::: Records supplied :::

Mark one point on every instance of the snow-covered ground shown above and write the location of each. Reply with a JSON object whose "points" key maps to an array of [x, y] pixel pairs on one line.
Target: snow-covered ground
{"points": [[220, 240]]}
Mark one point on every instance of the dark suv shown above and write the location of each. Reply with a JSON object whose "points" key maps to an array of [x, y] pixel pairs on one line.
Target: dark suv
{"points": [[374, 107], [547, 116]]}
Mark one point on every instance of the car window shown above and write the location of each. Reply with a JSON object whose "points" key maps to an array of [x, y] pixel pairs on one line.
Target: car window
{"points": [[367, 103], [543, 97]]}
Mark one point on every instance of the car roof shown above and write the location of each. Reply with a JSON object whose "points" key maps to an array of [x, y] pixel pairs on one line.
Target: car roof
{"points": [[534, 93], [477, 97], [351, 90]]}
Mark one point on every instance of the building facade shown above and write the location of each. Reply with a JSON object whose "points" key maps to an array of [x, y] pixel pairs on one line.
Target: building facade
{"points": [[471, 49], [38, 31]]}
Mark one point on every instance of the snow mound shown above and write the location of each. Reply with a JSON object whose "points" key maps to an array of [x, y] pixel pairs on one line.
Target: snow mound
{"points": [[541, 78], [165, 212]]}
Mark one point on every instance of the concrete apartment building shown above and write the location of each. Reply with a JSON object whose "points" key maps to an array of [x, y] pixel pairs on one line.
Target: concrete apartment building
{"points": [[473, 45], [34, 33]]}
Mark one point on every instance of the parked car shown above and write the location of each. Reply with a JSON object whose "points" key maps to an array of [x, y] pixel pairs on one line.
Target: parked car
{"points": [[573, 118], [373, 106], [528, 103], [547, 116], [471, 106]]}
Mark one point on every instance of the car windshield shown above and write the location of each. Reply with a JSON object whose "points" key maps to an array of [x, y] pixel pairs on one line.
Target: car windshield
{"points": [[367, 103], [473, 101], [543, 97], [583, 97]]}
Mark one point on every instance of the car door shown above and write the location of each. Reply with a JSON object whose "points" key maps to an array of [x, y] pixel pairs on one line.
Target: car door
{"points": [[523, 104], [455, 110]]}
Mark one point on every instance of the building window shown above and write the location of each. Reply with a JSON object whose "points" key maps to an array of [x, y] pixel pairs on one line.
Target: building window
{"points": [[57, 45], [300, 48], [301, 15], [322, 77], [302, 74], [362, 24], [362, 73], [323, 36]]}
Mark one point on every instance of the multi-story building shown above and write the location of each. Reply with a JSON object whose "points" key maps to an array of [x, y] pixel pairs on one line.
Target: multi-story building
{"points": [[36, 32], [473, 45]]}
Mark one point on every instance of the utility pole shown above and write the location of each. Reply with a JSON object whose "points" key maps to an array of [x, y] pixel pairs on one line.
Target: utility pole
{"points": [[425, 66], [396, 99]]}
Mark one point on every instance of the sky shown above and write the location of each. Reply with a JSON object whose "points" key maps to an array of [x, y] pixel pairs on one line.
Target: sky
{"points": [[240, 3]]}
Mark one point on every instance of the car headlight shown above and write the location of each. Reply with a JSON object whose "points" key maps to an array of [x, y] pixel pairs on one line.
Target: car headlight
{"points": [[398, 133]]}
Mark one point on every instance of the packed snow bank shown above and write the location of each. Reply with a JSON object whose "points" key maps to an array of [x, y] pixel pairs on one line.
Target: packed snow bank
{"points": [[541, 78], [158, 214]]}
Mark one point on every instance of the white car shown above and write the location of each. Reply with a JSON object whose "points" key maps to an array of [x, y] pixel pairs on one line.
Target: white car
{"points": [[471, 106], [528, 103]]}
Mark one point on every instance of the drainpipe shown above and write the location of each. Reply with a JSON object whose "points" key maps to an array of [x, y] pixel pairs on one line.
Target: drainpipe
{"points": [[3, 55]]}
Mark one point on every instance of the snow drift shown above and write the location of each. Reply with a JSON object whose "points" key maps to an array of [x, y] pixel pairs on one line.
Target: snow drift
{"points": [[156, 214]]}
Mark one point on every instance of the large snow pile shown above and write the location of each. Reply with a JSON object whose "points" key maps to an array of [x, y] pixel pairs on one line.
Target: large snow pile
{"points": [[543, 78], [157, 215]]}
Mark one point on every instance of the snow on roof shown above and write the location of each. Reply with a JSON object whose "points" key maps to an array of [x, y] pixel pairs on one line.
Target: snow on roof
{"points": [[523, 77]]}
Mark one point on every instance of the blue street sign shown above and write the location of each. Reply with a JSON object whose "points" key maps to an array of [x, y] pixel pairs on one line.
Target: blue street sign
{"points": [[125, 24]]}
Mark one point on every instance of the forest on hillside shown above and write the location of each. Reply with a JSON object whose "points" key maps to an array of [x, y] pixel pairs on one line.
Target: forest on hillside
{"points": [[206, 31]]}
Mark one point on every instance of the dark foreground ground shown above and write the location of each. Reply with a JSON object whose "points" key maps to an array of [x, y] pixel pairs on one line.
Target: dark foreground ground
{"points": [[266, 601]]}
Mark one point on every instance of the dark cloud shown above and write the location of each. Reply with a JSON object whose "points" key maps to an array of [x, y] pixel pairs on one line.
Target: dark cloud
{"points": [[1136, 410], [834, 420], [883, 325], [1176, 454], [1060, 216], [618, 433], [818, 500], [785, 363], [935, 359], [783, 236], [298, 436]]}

:::

Exercise details ▸ Print every entry exactly as written.

Exercise response ▸
Mark one point on every instance of the snow-covered ground shown above and write the location of each. Reply with a JSON object whose "points" key maps to an array of [x, y] pixel pairs on one line.
Target: snow-covered ground
{"points": [[220, 240]]}
Mark one point on every instance of the dark suv shown above and write the location of each. Reply with a JSON object whose "points" key maps to an array of [x, y] pixel pairs on one line.
Target: dark suv
{"points": [[374, 107], [547, 116]]}
Mark one point on every instance of the car window shown above and write the location of each. Reply with a JSON object whose "points" key maps to an array of [x, y] pixel pairs on one line.
Target: car window
{"points": [[367, 103], [543, 97]]}
Mark one point on every instance of the car roof shown above and write the location of each. Reply with a JSON object whose "points" key maps to an array of [x, y] pixel pairs on one line.
Target: car roof
{"points": [[534, 93], [477, 97], [351, 90]]}
Mark one point on every instance of the building facade shown above and write the location of each. Reply with a JSON object whose "points" key maps to an array of [x, y] pixel pairs on one line.
Target: building facade
{"points": [[471, 49], [38, 31]]}
Mark one point on every instance of the snow mound shown above and write the location of each. Reply with a JSON object whose "points" key maps to an array of [x, y] pixel pairs on one line.
Target: snow mound
{"points": [[541, 78], [165, 212]]}
Mark one point on every instance of the concrete apartment building shown above and write the location of each. Reply with a JSON object whose "points" key maps to an array of [x, y] pixel pairs on one line.
Target: concrete apartment building
{"points": [[473, 45], [34, 33]]}
Mark one point on every instance of the parked car shown above and write the location of each. Reply with a JSON object whose "points" key maps to an array of [x, y] pixel pairs on one line.
Target: parked car
{"points": [[573, 118], [373, 106], [528, 103], [547, 116], [471, 106]]}
Mark one point on every instance of the car windshield shown above and write the location of each. Reply with a JSON object whose "points" key maps to an array of [x, y] pixel pairs on one line.
Target: car windshield
{"points": [[367, 103], [473, 101], [543, 97], [583, 97]]}
Mark one point on every instance of the car door shown above and write the location of each. Reply with a JSON object whose "points" key maps to an array of [x, y] pixel pairs on one line.
Target: car door
{"points": [[523, 104], [455, 110]]}
Mark one point on every instance of the building window shown above and write the location of each. Reply with a JSON object whose "points" key maps to an array of [x, y] pixel pairs on one line.
Target: building window
{"points": [[57, 45], [300, 48], [301, 15], [322, 77], [302, 74], [362, 24], [362, 73], [323, 36]]}
Mark one point on every instance of the multi-story building shown above and write the location of each. Reply with a JSON object whose "points" key maps to an array of [x, y] pixel pairs on one line.
Target: multi-story building
{"points": [[36, 32], [473, 45]]}
Mark one point on every instance of the utility pole shown above and write the location of each. Reply with a JSON object whose "points" key maps to an array of [x, y] pixel pairs on one line.
Target: utility pole
{"points": [[425, 66], [396, 99]]}
Mark one point on every instance of the sky shown above and write the location of each. Reply with a JSON object whose "points" key maps to an array of [x, y] pixel pairs on one line.
Target: sky
{"points": [[240, 3]]}
Mark one point on every instance of the car headlight shown above and write the location of each. Reply with a JSON object whose "points" key maps to an array of [x, y] pixel pairs on one line.
Target: car headlight
{"points": [[398, 133]]}
Mark one point on every instance of the packed snow bank shown above and write the location of each. Reply with a JSON object whose "points" key maps to an array of [x, y] pixel pairs on one line.
Target: packed snow bank
{"points": [[541, 78], [158, 214]]}
Mark one point on every instance of the white car shown above and write the location of each. Reply with a JSON object whose "points" key maps to an array of [x, y] pixel pairs on one line.
Target: white car
{"points": [[471, 106], [528, 103]]}
Mark one point on every instance of the drainpipe shown above and write the location of each. Reply with a JSON object whose "points" key maps to an array of [x, y] pixel pairs on one line.
Target: drainpipe
{"points": [[3, 55]]}
Mark one point on every instance of the snow drift shown above and write the location of each. Reply with a JSON object whose "points" key maps to an array of [x, y] pixel pairs on one line.
Target: snow drift
{"points": [[156, 214]]}
Mark one point on every instance of the large snow pile shown above and write the location of each. Reply with a JSON object whose "points" key maps to an array of [x, y] pixel pairs on one line.
Target: large snow pile
{"points": [[543, 78], [157, 215]]}
Mark one point on every instance of the snow on roof shown above and write the location of each. Reply with a JSON object whose "points" key maps to an array of [x, y] pixel pairs on one line.
Target: snow on roof
{"points": [[523, 77]]}
Mark one point on every instance of the blue street sign shown above and write the location of each. Reply with a JSON object whose "points" key maps to an array of [x, y] pixel pairs on one line.
Target: blue street sign
{"points": [[125, 24]]}
Mark one point on every instance of the forest on hillside shown above and write the location of each. Reply with a JSON object whose "points" key maps to an array of [x, y] pixel pairs on one line.
Target: forest on hillside
{"points": [[206, 31]]}
Mark one point on every instance of the dark foreground ground shown above and write the location of each. Reply with a JSON object whose "points" key maps to an array of [x, y] pixel pairs on one line.
Target: dark foreground ground
{"points": [[266, 601]]}
Mark one point on every instance of the dark cloud shown above and write the location of each. Reply with a JSON object whose "points" key maps to an array of [x, y] pixel pairs on one line.
Target: dark cloud
{"points": [[1136, 410], [834, 420], [883, 325], [1176, 454], [1060, 216], [618, 433], [818, 500], [785, 363], [935, 359], [783, 236], [298, 436]]}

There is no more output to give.